### What you should do
Show every line of the data below that contains the string "brick", matching upper and lower case exactly.

### Material for the task
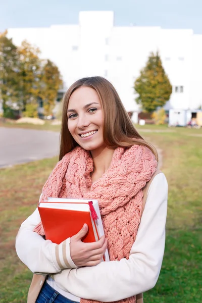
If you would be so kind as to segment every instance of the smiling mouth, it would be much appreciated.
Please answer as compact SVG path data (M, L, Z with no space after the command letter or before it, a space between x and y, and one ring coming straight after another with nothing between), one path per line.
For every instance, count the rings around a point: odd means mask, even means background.
M93 131L90 131L86 134L81 134L79 135L79 136L81 137L81 138L85 138L86 137L89 137L89 136L94 135L94 134L95 134L97 131L97 130L93 130Z

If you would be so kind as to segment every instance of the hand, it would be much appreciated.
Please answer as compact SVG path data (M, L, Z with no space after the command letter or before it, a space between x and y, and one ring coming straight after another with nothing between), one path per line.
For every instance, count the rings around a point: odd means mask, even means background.
M86 234L88 227L85 224L79 232L70 238L70 255L78 267L94 266L101 262L107 247L105 236L96 242L84 243L81 239Z

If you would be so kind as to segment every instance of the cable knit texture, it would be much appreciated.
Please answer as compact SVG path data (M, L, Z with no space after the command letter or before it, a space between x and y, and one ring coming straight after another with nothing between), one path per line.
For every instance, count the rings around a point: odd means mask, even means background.
M92 183L93 161L90 153L79 146L67 154L43 186L41 200L48 197L98 200L111 261L129 259L140 221L142 189L157 170L157 161L146 147L117 147L110 167ZM34 229L41 235L41 223ZM81 303L95 301L81 299ZM135 303L135 296L119 302Z

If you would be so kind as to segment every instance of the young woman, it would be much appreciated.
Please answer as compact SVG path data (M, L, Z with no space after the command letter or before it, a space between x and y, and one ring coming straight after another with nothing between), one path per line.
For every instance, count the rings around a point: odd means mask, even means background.
M84 224L57 245L44 239L36 209L16 238L20 259L44 277L34 275L42 288L37 296L32 286L28 302L132 303L155 285L164 250L168 191L157 166L157 151L135 130L108 81L85 78L70 87L64 99L60 161L41 198L97 199L105 236L83 243ZM101 262L107 247L110 262Z

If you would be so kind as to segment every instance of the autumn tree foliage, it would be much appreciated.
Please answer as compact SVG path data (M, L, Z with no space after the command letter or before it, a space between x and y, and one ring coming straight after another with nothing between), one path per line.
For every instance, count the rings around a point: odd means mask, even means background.
M12 105L19 103L19 57L17 47L7 32L0 34L0 99L7 115Z
M39 100L50 115L63 81L58 67L40 58L40 49L24 41L18 47L7 32L0 34L0 100L4 115L12 105L23 115L36 117Z
M45 60L41 71L40 96L43 102L44 114L50 115L55 106L58 91L63 81L58 67L50 60Z
M172 85L166 74L159 53L151 53L146 66L140 71L134 88L136 102L142 110L152 113L164 106L172 93Z

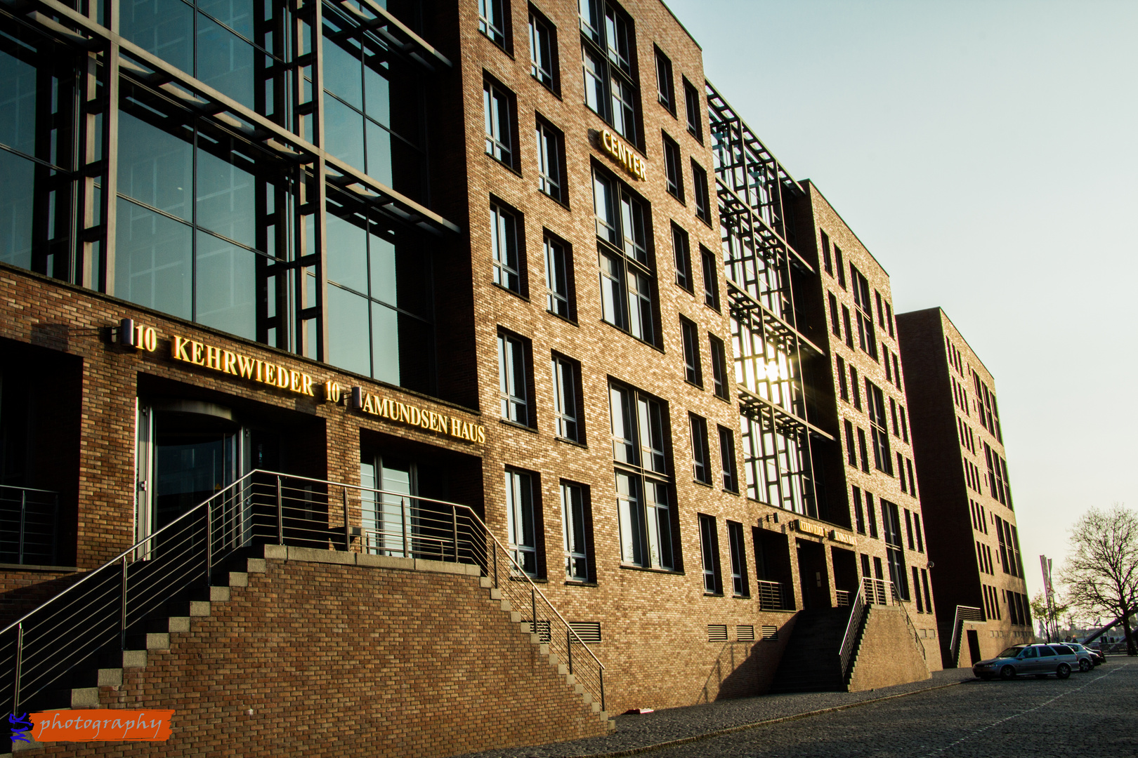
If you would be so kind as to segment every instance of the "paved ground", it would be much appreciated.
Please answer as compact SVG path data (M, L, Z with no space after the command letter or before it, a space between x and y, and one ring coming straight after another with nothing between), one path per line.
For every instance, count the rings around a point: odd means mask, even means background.
M604 738L495 750L483 758L633 755L652 758L762 756L1008 758L1138 756L1138 660L1111 657L1058 681L980 682L971 672L876 692L769 695L620 716ZM950 686L945 686L950 685ZM889 695L907 693L906 697ZM884 698L884 699L883 699ZM757 722L855 705L753 728ZM735 727L729 734L716 732ZM683 744L653 745L699 738Z

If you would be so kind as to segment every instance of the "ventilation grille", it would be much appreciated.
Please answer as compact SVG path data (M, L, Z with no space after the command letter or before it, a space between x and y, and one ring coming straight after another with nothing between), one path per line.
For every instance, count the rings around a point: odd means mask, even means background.
M526 622L526 623L529 624L529 633L533 634L535 632L535 630L534 630L534 622ZM537 639L538 639L538 641L541 641L541 642L549 642L550 641L550 623L549 622L543 622L543 620L538 619L537 620L537 630L536 630L536 632L537 632Z
M600 644L601 622L569 622L569 626L585 644ZM577 642L577 640L574 640Z

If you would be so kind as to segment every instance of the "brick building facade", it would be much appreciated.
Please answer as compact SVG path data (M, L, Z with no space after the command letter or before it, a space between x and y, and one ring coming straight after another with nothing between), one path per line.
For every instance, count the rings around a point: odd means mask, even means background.
M0 475L47 526L3 545L0 623L256 470L308 483L241 549L497 582L469 508L609 713L767 692L825 614L827 686L940 667L888 274L658 0L34 2L72 33L0 22ZM401 511L435 501L451 542Z
M1034 639L996 380L940 308L897 317L946 666ZM955 627L955 628L954 628Z

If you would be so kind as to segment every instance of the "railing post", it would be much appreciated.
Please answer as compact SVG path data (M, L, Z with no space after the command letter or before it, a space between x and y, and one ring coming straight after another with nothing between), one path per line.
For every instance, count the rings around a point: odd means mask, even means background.
M27 509L27 490L19 491L19 550L16 563L24 564L24 514Z
M213 584L213 501L206 503L206 586Z
M403 532L403 557L407 555L407 499L399 498L399 531Z
M284 544L284 499L280 476L277 477L277 544Z
M56 565L57 551L59 550L59 495L53 498L51 509L51 565Z
M11 713L19 713L19 667L24 660L24 622L16 625L16 682L11 692Z
M118 642L121 649L126 649L126 556L122 559L122 576L119 577L119 584L122 586L121 602L118 603Z
M344 490L344 550L352 552L352 527L348 525L348 489Z

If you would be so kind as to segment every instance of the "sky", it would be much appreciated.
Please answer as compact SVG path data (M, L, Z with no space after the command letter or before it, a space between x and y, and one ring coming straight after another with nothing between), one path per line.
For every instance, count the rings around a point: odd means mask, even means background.
M1028 588L1138 508L1138 2L666 0L707 77L996 377Z

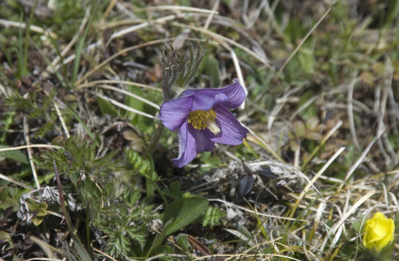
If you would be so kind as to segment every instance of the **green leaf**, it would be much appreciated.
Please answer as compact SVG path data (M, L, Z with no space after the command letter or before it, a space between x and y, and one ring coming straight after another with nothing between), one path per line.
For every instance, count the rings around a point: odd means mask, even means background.
M5 149L9 147L10 147L8 146L0 145L0 149ZM29 163L26 155L18 150L1 151L0 152L0 157L2 157L7 158L7 159L13 159L26 164Z
M218 87L220 82L219 63L217 60L213 55L209 55L205 67L205 74L211 80L211 86L212 88Z
M152 245L151 246L151 248L150 249L150 251L148 251L147 257L150 255L152 253L152 252L162 244L162 243L164 241L164 239L165 239L165 237L166 236L166 232L169 230L173 222L173 218L172 218L168 220L168 222L164 223L165 226L164 227L164 229L162 230L161 234L159 234L159 235L156 238L154 241L154 243L152 243Z
M164 224L171 218L174 221L168 228L166 235L188 225L203 214L209 204L205 198L193 197L179 199L169 204L162 214Z
M300 108L302 105L307 102L308 101L312 98L314 95L314 93L311 90L309 90L305 92L301 96L300 101L298 104L298 108ZM308 106L307 107L299 112L299 115L303 117L304 119L307 120L311 117L317 117L317 108L314 105L314 102Z
M114 106L107 100L99 97L97 97L97 102L98 103L100 110L103 115L107 114L113 117L117 117L118 111L114 108Z

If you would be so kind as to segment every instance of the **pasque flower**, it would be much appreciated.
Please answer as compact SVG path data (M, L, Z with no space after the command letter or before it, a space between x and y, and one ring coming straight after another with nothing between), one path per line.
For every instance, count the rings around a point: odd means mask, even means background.
M245 98L243 86L236 81L219 89L186 90L162 104L159 118L167 128L177 131L179 156L173 165L187 165L196 153L211 151L215 142L242 143L248 131L227 108L237 108Z
M371 219L366 221L363 245L370 250L373 247L377 252L380 252L393 240L395 230L393 220L387 218L381 212L377 212Z

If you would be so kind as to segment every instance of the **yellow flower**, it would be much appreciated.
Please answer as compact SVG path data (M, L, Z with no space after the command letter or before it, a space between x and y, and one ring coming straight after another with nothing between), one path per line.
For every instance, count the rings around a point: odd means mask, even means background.
M393 240L395 225L392 218L387 218L381 212L377 212L371 219L366 221L365 230L363 245L370 250L374 247L377 252L380 252Z

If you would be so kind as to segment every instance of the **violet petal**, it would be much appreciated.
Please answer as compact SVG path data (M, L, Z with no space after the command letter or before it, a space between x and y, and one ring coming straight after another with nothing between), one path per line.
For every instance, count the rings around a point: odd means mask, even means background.
M222 105L214 106L216 114L215 119L220 132L215 135L207 128L201 131L204 135L214 142L227 145L239 145L243 143L243 138L247 137L248 130L243 127L228 109Z
M181 168L187 165L195 158L197 153L210 151L215 146L214 142L187 122L178 129L177 133L179 157L172 160L175 167Z
M175 131L184 121L187 121L194 100L193 95L171 100L161 106L159 118L165 126Z

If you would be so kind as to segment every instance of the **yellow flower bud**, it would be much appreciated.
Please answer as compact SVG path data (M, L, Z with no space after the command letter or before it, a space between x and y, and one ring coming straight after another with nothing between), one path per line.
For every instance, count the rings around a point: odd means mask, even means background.
M371 219L366 221L364 229L366 232L363 235L363 245L370 250L374 247L379 252L393 240L393 220L385 218L381 212L376 212Z

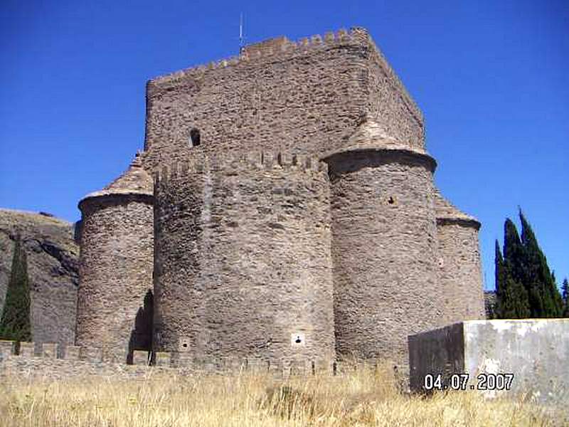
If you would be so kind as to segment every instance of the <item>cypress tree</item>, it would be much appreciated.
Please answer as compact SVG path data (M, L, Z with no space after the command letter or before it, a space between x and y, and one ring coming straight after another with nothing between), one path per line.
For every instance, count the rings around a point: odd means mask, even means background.
M495 261L497 317L501 319L527 317L530 314L527 291L514 279L511 264L502 257L498 241L496 241Z
M526 217L519 211L521 221L522 278L530 298L533 317L558 317L563 303L557 288L555 275L550 271L547 259L539 247L536 235Z
M19 236L16 238L14 247L10 279L0 320L0 337L15 341L31 341L28 260Z
M563 291L563 317L569 317L569 281L567 278L563 280L561 289Z
M523 283L526 278L525 256L518 229L509 218L504 223L504 258L510 266L510 273L514 279Z

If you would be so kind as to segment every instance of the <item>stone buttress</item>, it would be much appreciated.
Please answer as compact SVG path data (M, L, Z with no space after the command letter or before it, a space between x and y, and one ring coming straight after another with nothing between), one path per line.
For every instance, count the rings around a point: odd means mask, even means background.
M83 214L75 342L106 357L150 349L152 179L135 158L104 189L79 203Z

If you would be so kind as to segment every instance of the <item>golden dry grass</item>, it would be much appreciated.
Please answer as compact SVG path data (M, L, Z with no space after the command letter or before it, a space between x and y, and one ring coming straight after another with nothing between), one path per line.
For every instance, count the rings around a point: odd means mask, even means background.
M555 426L520 401L472 391L429 397L399 391L388 369L277 380L263 375L125 381L4 377L0 423L30 426Z

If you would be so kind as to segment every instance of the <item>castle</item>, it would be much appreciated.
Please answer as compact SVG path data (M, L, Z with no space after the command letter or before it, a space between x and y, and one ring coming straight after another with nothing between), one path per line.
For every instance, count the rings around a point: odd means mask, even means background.
M77 345L405 364L484 318L480 223L424 130L360 28L151 80L144 151L79 204Z

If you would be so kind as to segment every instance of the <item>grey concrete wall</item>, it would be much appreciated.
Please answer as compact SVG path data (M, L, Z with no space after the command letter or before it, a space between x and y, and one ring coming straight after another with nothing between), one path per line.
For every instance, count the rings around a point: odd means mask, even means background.
M129 345L151 342L151 332L142 330L152 289L152 196L97 196L84 200L81 209L76 343L122 359Z
M334 357L325 167L252 153L194 158L161 172L157 349L265 360Z
M554 404L569 398L569 319L471 320L410 337L409 351L415 390L427 373L467 373L474 389L479 374L508 373L510 390L482 392Z
M394 150L329 158L336 352L407 364L407 337L440 324L434 163Z

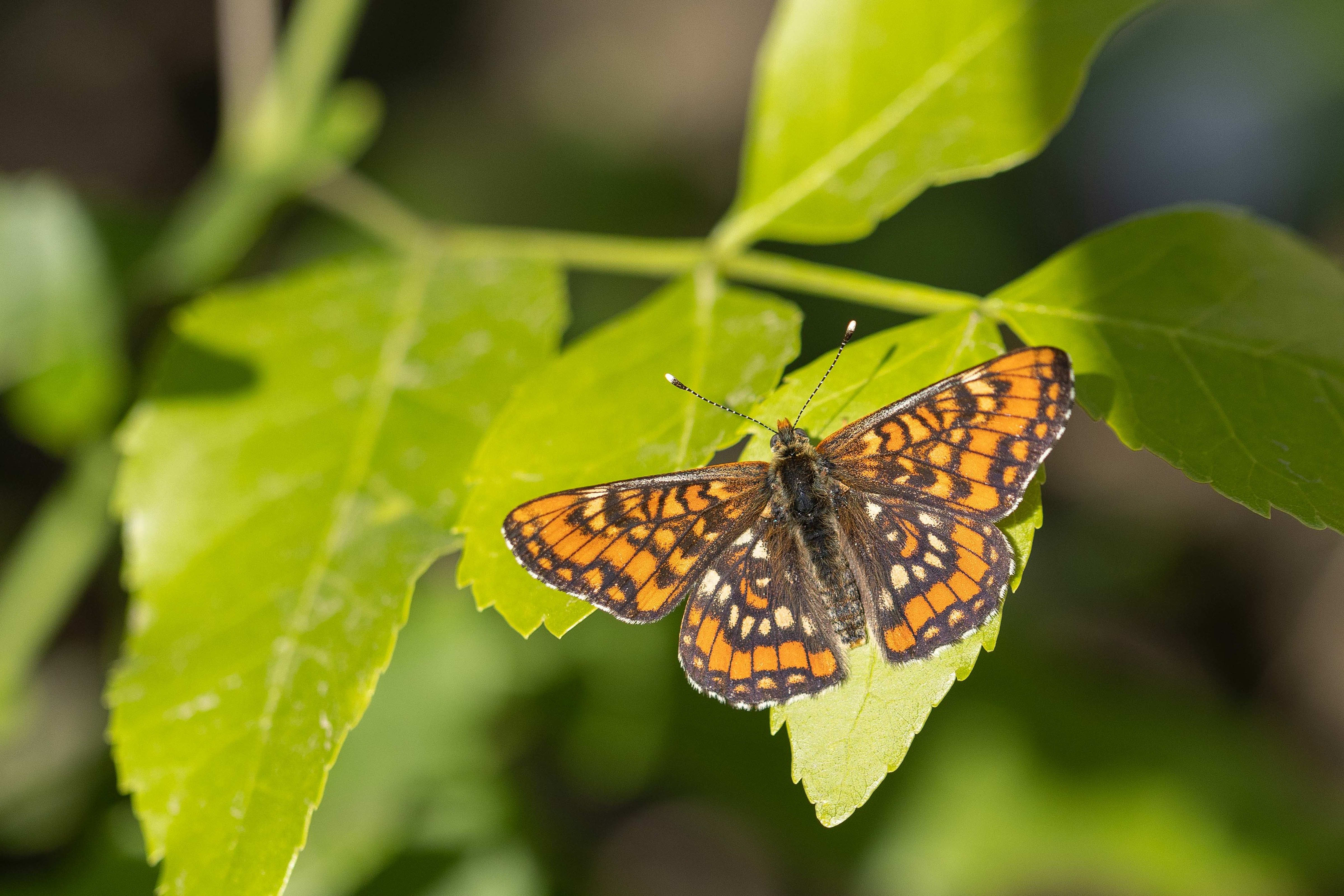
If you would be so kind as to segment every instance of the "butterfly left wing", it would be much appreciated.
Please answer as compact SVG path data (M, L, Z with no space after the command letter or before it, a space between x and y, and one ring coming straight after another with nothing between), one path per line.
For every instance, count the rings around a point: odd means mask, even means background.
M691 684L749 709L820 693L847 674L793 533L766 514L699 575L681 618L679 657Z
M855 420L817 453L851 488L995 521L1021 501L1073 403L1068 355L1021 348Z
M687 580L770 500L766 465L698 470L555 492L513 508L504 540L540 582L626 622L661 619Z
M993 523L853 490L836 516L868 627L888 662L927 657L999 611L1013 555Z

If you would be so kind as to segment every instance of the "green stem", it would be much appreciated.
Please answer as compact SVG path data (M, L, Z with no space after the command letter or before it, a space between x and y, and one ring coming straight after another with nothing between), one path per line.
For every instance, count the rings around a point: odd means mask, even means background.
M0 729L112 543L108 501L116 473L110 443L81 451L0 568Z
M980 298L969 293L909 283L848 267L818 265L770 253L746 253L727 258L722 262L720 269L726 277L747 283L843 298L906 314L937 314L980 305Z
M523 255L612 274L675 277L704 261L704 240L700 239L645 239L503 227L452 227L448 239L457 253Z
M703 239L650 239L513 227L441 230L407 211L378 184L349 171L310 188L308 196L370 235L406 251L442 236L457 254L535 258L570 269L641 277L679 277L707 261ZM724 258L719 261L718 270L723 277L743 283L841 298L906 314L978 308L981 301L968 293L770 253Z

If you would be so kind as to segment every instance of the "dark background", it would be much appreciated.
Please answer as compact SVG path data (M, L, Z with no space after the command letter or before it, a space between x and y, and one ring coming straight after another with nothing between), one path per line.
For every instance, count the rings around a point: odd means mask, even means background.
M441 220L703 235L732 197L770 7L374 0L347 74L378 85L387 121L360 168ZM0 172L73 183L124 273L210 156L214 15L199 0L0 5ZM857 243L771 249L984 294L1125 215L1219 200L1339 259L1341 47L1337 0L1161 4L1111 40L1036 160L930 191ZM296 204L238 275L362 243ZM574 275L569 339L652 287ZM790 298L808 314L800 363L849 316L868 332L902 320ZM152 352L160 318L136 320ZM60 462L0 433L0 463L8 540ZM1261 519L1085 415L1048 473L999 649L840 827L816 823L763 715L680 681L667 626L594 618L563 649L655 645L632 652L646 689L594 715L597 685L560 676L491 723L531 883L462 883L460 849L407 844L362 892L1344 892L1339 536ZM425 590L464 600L445 580ZM124 607L110 557L43 665L40 728L0 744L0 892L149 892L101 736ZM610 746L632 725L644 740L622 759Z

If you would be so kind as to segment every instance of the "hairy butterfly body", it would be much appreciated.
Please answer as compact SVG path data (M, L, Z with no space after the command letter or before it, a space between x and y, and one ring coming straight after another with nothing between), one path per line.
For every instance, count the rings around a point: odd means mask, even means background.
M995 523L1021 501L1073 398L1068 356L1024 348L818 445L780 420L769 462L535 498L504 537L535 578L628 622L685 599L691 682L769 707L844 681L847 650L868 638L909 662L999 611L1013 555Z

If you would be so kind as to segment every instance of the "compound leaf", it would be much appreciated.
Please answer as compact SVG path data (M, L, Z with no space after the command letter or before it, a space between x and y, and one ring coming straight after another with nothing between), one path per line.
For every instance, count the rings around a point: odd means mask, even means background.
M1106 36L1148 3L782 3L718 239L857 239L926 187L1025 161L1067 118Z
M746 289L698 300L689 278L590 333L524 383L487 434L462 531L458 580L524 635L556 635L593 606L532 579L500 535L516 505L560 489L703 465L737 430L735 418L663 379L745 408L798 353L801 314Z
M1132 449L1269 516L1344 531L1344 271L1245 212L1121 223L999 290L1074 359L1078 400Z
M129 635L108 693L160 892L278 893L512 386L555 349L558 273L349 259L187 308L251 388L160 390L121 433Z

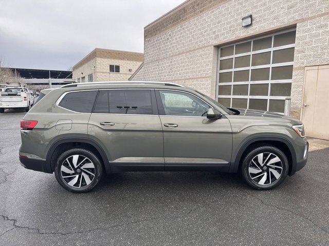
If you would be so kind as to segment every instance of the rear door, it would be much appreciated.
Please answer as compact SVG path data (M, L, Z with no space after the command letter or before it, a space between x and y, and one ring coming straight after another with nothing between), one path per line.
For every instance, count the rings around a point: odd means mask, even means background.
M230 122L207 118L211 107L191 93L156 90L163 129L165 170L228 169L232 152Z
M88 133L105 146L112 172L163 171L162 130L154 90L99 91Z

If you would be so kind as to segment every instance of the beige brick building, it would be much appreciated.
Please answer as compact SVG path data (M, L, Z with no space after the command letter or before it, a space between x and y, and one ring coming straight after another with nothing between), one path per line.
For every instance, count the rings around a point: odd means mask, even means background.
M142 53L96 48L73 67L78 83L127 80L143 61Z
M319 109L329 108L319 94L329 91L328 0L189 0L144 33L144 63L130 79L192 87L227 107L283 113L286 105L309 134L329 138L307 122L329 120Z

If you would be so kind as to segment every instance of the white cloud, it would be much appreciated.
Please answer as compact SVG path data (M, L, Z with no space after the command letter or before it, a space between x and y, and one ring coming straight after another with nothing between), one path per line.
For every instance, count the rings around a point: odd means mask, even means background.
M143 28L184 0L0 0L0 56L66 70L96 47L143 52Z

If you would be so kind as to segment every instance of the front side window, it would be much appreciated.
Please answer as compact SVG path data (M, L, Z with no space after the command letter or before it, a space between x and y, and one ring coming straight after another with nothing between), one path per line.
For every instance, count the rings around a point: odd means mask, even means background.
M97 91L70 92L64 96L59 106L79 113L91 113Z
M159 92L166 115L203 117L210 108L206 102L189 93L166 90Z
M120 66L109 65L109 72L111 73L120 73Z
M123 114L152 114L150 90L100 91L94 113Z

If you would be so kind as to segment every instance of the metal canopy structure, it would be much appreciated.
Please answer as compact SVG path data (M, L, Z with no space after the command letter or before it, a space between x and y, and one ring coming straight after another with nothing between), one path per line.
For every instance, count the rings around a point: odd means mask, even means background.
M25 68L10 68L15 74L19 74L25 79L32 78L72 78L70 71L46 70L42 69L28 69Z

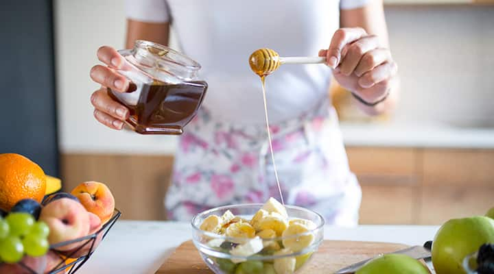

### Answer to the problem
If you would be so kind as to segment every instance of the "brick building facade", it would be much appreciated.
If you would be so kind as to segment every instance of the beige brick building, it would be much appreciated.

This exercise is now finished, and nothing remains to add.